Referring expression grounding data
● ● ● ● ● ● ●
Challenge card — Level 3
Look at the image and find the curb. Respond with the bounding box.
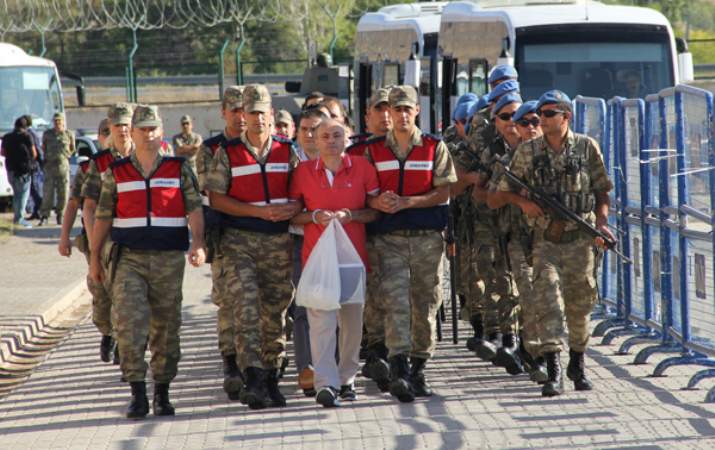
[0,278,89,368]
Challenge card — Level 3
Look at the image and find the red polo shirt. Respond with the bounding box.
[289,154,379,269]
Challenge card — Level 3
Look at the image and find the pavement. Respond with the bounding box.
[0,233,715,449]
[0,212,89,370]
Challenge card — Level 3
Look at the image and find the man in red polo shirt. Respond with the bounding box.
[289,118,379,407]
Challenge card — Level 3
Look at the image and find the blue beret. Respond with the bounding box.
[457,93,478,106]
[487,80,520,103]
[475,94,489,113]
[537,90,571,110]
[488,65,518,85]
[492,93,523,118]
[513,100,538,122]
[454,101,475,123]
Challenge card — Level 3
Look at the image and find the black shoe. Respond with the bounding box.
[316,386,340,408]
[494,333,524,375]
[409,357,433,397]
[38,216,47,226]
[474,331,499,362]
[339,384,357,401]
[113,344,121,365]
[99,335,115,363]
[388,354,414,403]
[126,381,149,419]
[567,349,594,391]
[242,367,268,410]
[27,212,40,220]
[542,352,564,397]
[56,214,62,226]
[152,383,175,416]
[265,369,286,407]
[222,355,243,401]
[278,357,289,379]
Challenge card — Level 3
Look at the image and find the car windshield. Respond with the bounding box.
[0,66,63,134]
[516,27,674,100]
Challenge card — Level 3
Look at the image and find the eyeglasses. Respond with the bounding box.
[536,109,566,118]
[496,112,515,121]
[516,117,540,128]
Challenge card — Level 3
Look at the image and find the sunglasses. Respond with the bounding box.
[496,112,515,121]
[537,109,566,118]
[516,117,540,128]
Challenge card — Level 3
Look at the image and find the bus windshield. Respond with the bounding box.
[0,66,63,133]
[516,26,674,100]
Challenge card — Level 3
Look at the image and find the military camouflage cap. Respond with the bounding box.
[275,109,293,125]
[53,112,65,121]
[132,104,162,128]
[180,114,192,124]
[243,84,272,113]
[368,87,390,108]
[222,85,244,110]
[388,85,418,108]
[108,102,134,125]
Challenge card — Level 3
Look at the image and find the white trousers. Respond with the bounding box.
[307,303,364,390]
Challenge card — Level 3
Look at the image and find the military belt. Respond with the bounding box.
[388,229,439,237]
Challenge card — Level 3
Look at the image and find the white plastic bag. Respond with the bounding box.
[296,219,366,310]
[296,219,341,310]
[334,219,366,305]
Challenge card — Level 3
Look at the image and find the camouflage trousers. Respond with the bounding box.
[507,239,539,356]
[532,234,599,354]
[78,235,113,336]
[111,248,185,383]
[472,223,518,335]
[374,231,443,360]
[211,253,235,357]
[222,228,292,371]
[363,236,385,348]
[39,166,69,218]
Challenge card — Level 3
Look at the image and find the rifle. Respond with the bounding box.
[503,168,631,263]
[446,202,459,344]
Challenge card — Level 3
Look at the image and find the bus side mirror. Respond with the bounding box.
[676,37,694,83]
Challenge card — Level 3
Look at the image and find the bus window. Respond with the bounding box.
[468,60,487,96]
[383,63,402,88]
[516,28,673,100]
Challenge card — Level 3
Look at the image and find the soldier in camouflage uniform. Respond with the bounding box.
[497,90,614,396]
[39,112,75,225]
[365,86,457,403]
[57,118,116,363]
[89,105,206,419]
[196,86,246,401]
[487,99,548,383]
[456,80,520,363]
[172,115,203,174]
[207,84,301,410]
[346,88,393,392]
[82,104,136,363]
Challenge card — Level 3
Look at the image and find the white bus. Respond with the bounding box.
[354,2,447,134]
[0,43,64,201]
[439,0,693,125]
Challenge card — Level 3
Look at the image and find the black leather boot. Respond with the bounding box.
[388,354,414,403]
[243,367,268,410]
[541,352,564,397]
[126,381,149,419]
[362,342,390,392]
[153,383,175,416]
[466,314,483,351]
[567,349,594,391]
[494,333,524,375]
[409,357,433,397]
[474,330,498,362]
[99,335,115,363]
[265,369,287,407]
[222,355,243,401]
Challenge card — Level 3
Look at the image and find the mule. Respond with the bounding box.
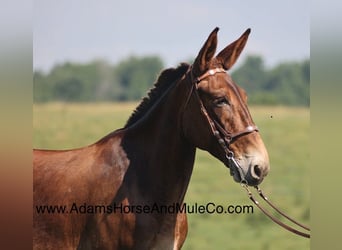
[33,28,270,249]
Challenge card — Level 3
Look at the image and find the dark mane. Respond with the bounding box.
[124,63,190,128]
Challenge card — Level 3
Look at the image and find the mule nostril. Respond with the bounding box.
[252,165,262,179]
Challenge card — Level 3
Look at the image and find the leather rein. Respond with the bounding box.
[185,67,310,239]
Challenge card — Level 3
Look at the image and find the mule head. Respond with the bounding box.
[183,28,270,186]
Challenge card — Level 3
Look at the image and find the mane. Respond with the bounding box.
[124,63,190,128]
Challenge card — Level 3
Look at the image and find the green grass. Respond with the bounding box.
[33,103,310,249]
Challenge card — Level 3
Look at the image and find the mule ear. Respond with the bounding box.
[192,27,219,76]
[216,28,251,70]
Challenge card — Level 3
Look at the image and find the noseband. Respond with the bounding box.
[184,66,310,238]
[186,67,258,184]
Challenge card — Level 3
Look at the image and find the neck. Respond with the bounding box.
[122,79,196,205]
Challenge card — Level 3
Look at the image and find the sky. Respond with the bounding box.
[34,0,309,73]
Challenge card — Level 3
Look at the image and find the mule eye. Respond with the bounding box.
[213,97,229,107]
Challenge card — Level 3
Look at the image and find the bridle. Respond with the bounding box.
[183,66,311,239]
[184,66,258,183]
● ● ● ● ● ● ●
YOUR INSTRUCTIONS -> Quote the entries above word for word. Leave the images out.

THE COMPLETED TASK ->
Challenge card — Level 3
Look at the image and find the curb. Respond with the bounding box.
[0,278,89,368]
Challenge card — Level 3
Look at the image and find the red polo shirt. Respond with the bounding box.
[289,154,379,269]
Challenge card — Level 3
Look at the image and find the pavement. Respond with the bounding box.
[0,233,715,449]
[0,212,89,370]
Challenge card — Level 3
Look at the image and find the man in red polo shirt. Respond with the bounding box.
[289,118,379,407]
Challenge card — Level 3
Look at the image and find the blue beret. Respond with the bounding box.
[457,93,478,106]
[487,80,520,103]
[475,94,489,113]
[537,90,571,110]
[488,65,518,85]
[492,93,523,118]
[513,100,538,122]
[454,101,475,123]
Challenge card — Level 3
Look at the image and find the black shoe. Respond with the bounding box.
[316,386,340,408]
[494,333,524,375]
[409,357,433,397]
[38,216,47,226]
[474,331,499,362]
[339,384,357,401]
[113,344,121,365]
[99,335,115,363]
[388,354,414,403]
[126,381,149,419]
[567,349,594,391]
[242,367,268,410]
[27,212,40,220]
[542,352,564,397]
[56,214,62,226]
[152,383,175,416]
[265,369,286,407]
[222,355,243,401]
[278,357,289,379]
Challenge card — Level 3
Look at the image and find the car windshield. Respond with the bounding box.
[0,66,63,134]
[516,27,674,100]
Challenge card — Level 3
Look at the image and find the eyeglasses. Respond with the bounding box.
[536,109,566,118]
[496,112,515,121]
[516,117,540,128]
Challenge card — Level 3
Look at the image and find the sunglasses. Respond with the bounding box.
[496,112,515,121]
[537,109,566,118]
[516,117,540,128]
Challenge card — Level 3
Look at the image and find the bus windshield. Respond with the bounding box.
[0,66,63,133]
[516,26,674,100]
Challenge card — Level 3
Look at the image and find the military camouflage cap. Respond with the bounding box.
[275,109,293,125]
[53,112,65,121]
[132,104,162,128]
[180,114,192,124]
[243,84,272,113]
[368,87,390,108]
[222,85,244,110]
[388,85,418,108]
[108,102,134,125]
Challenge card — Level 3
Look at the image and find the white trousers. Respond with the bounding box.
[307,303,364,390]
Challenge card — Level 3
Look at the image and find the military belt. Respond with the bounding box.
[388,229,439,237]
Challenge card — Level 3
Look at the image and find the white plastic bag. Respond with the bounding box.
[296,219,366,310]
[296,219,341,310]
[334,219,366,305]
Challenge card — Level 3
Look at the image and find the camouflage trousers. Respond with the bounding box.
[507,239,539,356]
[532,234,599,354]
[78,235,113,336]
[111,248,185,383]
[472,223,518,335]
[374,231,443,360]
[211,253,235,357]
[222,228,292,371]
[363,236,385,348]
[39,166,69,218]
Challenge card — Level 3
Look at the image and find the rifle. Respond with the bounding box.
[503,168,631,263]
[446,202,459,344]
Challenge card — Level 3
Look at the image and find the bus side mirror. Respond with the bounding box.
[676,37,694,83]
Challenge card — Level 3
Look at the image and find the bus window. Respond with the bounding box.
[468,60,487,96]
[383,63,402,88]
[516,28,673,100]
Challenge card — Level 3
Look at the image and find the soldier in camouflage uniform. Respond with the bounding box.
[497,90,614,396]
[39,112,75,225]
[365,86,457,403]
[57,118,116,363]
[89,105,206,419]
[196,86,246,401]
[487,99,548,383]
[456,80,520,363]
[172,115,203,174]
[207,84,301,410]
[346,88,393,392]
[82,104,136,363]
Challenge card — Level 3
Look at the image and find the white bus. Respond with the bounding box.
[354,2,447,134]
[0,43,64,201]
[439,0,693,125]
Challenge card — Level 3
Look at the image and find the black leather boot. Respond with the bounding box.
[388,354,414,403]
[243,367,268,410]
[541,352,564,397]
[126,381,149,419]
[362,342,390,392]
[153,383,175,416]
[466,314,483,351]
[567,349,594,391]
[494,333,524,375]
[409,357,433,397]
[474,330,498,362]
[99,335,115,363]
[265,369,287,407]
[222,355,243,401]
Challenge card — Level 3
Look at the image and find the mule. Respond with the bounding box.
[33,28,270,249]
Challenge card — Level 3
Look at the image and find the dark mane. Respond with the bounding box.
[124,63,190,128]
Challenge card — Level 3
Look at the image and find the mule nostril. Respond with the bounding box.
[252,165,262,179]
Challenge card — Level 3
Look at the image and find the leather rein. Respond with the bounding box.
[185,67,310,239]
Challenge card — Level 3
Look at the image and find the mule head. Respond with the bounding box.
[183,28,270,186]
Challenge card — Level 3
Look at the image and find the mane. Respond with the bounding box.
[124,63,190,128]
Challenge card — Level 3
Look at the image and find the green grass. Respond with the bounding box.
[33,103,310,249]
Challenge card — Level 3
Look at the image and find the mule ear. Respond with the bounding box.
[192,27,219,76]
[216,28,251,70]
Challenge card — Level 3
Look at the image and find the noseband. Respond with the bounding box.
[184,66,310,238]
[186,67,258,184]
Challenge card — Level 3
Look at the image and find the neck. Respond with the bounding box.
[122,79,196,205]
Challenge card — Level 3
Look at the image and find the sky. Respond with the bounding box.
[34,0,309,73]
Challenge card — Level 3
Look at the image and find the mule eye. Respond with the bounding box.
[213,97,229,107]
Challenge card — Level 3
Look at the image and find the bridle. Respond with the bounding box.
[183,66,311,239]
[184,66,258,183]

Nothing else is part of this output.